* [提供テキスト]
幻冬舎創業期を支えた元ベストセラー編集者山口ミルコ、
ボスとの出会いから別れまで―。
同時代を生きた異業種の女性たちの発言を織り込みながら
自らの会社人生を綴る、異色のストーリー。

外資系企業勤務を経て入社した出版社で、名物編集者「ボス」の薫陶を受けた著者が、ボスとの出会いから別れまでを、同年代の働く女性へのインタビューとともに振り返った。
ボスに心酔していた著者は、徹底的に仕事を愛し、会社を愛した。ベストセラーを手がけ、大けがや大病、退社など、描かれる人生の展開に目が離せない。ジェットコースターのような激しさは、バブルの余韻で成長を続け、その後反転する出版業界を象徴するようだ。「人は時代と仕事する」という表現が著者ほど似合う人はそういない。
商社員やキャビンアテンダントといった、インタビュー対象の女性たちも、組織や世間との格闘や様々な浮沈を経て、今に至っている。読めば誰しも、自らの来し方を考えるはずだ。

画像領域ラベリングの項目

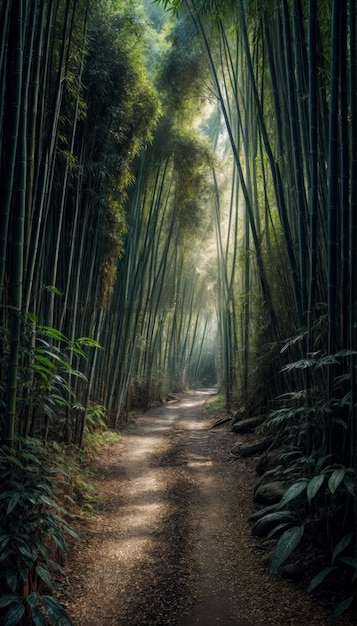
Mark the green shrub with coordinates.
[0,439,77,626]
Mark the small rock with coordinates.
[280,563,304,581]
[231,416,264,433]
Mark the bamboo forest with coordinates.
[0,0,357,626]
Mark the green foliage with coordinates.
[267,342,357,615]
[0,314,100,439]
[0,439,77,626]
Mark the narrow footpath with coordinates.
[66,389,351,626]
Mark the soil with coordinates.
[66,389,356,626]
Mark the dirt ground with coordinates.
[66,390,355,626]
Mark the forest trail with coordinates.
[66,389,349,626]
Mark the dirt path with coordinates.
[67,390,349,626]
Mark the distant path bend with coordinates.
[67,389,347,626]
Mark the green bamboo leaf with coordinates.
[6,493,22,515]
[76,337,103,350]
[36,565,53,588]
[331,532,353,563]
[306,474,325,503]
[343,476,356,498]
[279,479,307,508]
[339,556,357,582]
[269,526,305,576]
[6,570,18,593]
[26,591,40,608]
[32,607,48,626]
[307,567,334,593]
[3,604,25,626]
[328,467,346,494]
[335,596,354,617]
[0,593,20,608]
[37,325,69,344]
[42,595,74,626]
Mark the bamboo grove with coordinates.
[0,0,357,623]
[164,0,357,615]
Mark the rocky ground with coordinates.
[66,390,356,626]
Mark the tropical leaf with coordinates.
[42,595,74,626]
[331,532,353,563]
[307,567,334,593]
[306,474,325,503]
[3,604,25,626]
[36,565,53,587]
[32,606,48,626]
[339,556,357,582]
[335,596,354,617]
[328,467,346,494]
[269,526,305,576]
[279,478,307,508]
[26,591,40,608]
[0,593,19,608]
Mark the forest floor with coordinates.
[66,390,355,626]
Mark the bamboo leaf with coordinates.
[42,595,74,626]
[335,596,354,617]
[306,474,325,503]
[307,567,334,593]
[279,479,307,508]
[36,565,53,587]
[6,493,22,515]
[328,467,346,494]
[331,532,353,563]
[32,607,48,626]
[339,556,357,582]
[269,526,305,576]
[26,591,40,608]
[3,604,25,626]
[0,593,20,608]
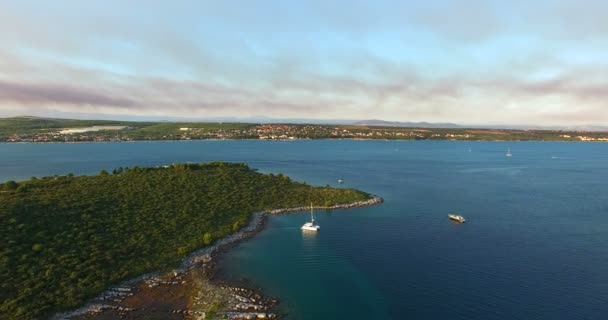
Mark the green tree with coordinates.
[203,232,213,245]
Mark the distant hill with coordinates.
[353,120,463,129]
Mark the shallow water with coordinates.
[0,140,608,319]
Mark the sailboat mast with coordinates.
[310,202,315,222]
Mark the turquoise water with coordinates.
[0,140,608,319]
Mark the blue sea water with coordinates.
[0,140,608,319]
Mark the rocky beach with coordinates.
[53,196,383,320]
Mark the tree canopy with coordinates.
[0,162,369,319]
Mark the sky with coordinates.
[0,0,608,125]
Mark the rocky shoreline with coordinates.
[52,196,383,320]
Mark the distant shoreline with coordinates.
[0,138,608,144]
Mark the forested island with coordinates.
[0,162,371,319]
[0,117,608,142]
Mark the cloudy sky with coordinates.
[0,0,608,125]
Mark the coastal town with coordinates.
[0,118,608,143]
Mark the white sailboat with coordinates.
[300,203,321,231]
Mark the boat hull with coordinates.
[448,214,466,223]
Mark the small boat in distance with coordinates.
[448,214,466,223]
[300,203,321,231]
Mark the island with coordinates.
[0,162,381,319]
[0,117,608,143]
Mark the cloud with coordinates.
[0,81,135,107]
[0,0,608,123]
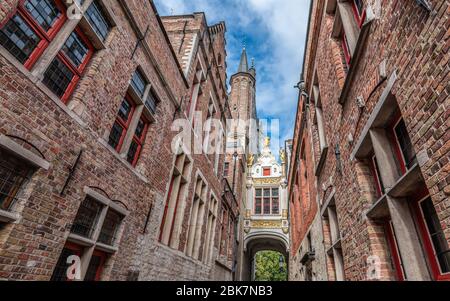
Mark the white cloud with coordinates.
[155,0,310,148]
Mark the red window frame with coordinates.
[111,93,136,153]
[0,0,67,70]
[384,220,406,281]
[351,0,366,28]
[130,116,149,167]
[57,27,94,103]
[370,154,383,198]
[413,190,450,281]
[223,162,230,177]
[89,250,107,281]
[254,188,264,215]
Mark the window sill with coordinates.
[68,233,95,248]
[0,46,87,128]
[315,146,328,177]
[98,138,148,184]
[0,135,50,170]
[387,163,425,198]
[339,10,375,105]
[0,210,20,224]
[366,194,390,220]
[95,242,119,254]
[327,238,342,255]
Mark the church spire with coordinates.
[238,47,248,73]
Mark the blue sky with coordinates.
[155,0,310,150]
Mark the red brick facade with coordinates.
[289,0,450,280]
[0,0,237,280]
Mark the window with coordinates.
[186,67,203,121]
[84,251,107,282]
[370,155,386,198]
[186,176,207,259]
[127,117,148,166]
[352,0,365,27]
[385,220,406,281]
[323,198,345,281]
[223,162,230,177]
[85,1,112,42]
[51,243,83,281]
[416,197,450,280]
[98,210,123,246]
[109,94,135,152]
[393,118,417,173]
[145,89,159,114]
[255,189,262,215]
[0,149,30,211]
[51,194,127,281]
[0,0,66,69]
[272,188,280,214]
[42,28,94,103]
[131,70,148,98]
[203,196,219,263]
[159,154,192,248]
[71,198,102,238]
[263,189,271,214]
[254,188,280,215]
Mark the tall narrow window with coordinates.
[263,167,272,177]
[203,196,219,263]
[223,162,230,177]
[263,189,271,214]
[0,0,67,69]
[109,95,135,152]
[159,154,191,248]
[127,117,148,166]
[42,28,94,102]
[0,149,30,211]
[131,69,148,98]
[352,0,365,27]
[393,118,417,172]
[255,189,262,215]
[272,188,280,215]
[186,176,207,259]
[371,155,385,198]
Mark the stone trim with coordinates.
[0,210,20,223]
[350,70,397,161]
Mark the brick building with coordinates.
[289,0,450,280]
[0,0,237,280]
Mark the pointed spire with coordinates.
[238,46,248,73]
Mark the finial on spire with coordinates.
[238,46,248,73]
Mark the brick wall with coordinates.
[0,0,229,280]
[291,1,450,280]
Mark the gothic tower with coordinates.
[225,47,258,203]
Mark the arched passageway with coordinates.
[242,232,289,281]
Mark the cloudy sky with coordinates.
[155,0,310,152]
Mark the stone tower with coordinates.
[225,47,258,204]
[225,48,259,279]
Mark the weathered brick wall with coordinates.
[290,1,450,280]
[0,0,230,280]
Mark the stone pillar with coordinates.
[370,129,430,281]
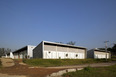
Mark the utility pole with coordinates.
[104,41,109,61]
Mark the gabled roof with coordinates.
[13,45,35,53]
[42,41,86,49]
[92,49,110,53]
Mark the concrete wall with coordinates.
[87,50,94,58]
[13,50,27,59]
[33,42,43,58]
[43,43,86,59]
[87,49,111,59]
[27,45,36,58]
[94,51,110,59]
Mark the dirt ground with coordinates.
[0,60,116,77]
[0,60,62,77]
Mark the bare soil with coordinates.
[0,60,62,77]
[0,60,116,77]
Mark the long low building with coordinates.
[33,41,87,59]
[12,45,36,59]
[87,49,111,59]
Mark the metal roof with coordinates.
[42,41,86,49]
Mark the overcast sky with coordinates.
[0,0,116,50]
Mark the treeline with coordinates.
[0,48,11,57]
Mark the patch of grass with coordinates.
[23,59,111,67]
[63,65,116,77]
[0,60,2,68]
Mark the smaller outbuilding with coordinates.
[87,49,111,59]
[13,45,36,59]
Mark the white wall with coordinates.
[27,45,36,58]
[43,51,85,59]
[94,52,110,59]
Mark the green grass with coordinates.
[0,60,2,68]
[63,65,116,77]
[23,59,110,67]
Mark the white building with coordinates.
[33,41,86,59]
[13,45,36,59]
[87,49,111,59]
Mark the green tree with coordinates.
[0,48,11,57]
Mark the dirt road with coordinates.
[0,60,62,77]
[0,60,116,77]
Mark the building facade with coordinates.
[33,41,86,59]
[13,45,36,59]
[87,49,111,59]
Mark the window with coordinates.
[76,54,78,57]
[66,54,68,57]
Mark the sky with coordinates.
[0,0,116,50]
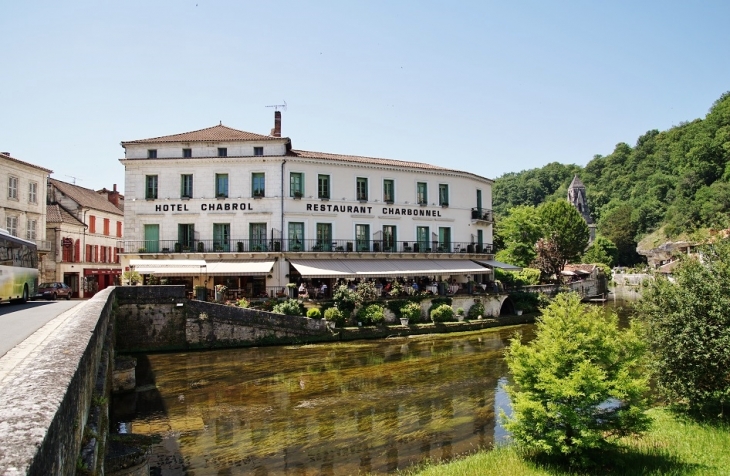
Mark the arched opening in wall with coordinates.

* [課題の内容] 提供テキストによると、著者は出版社に入社する前、どこに勤務していましたか？

* [完成した解答] 外資系企業に勤務していました。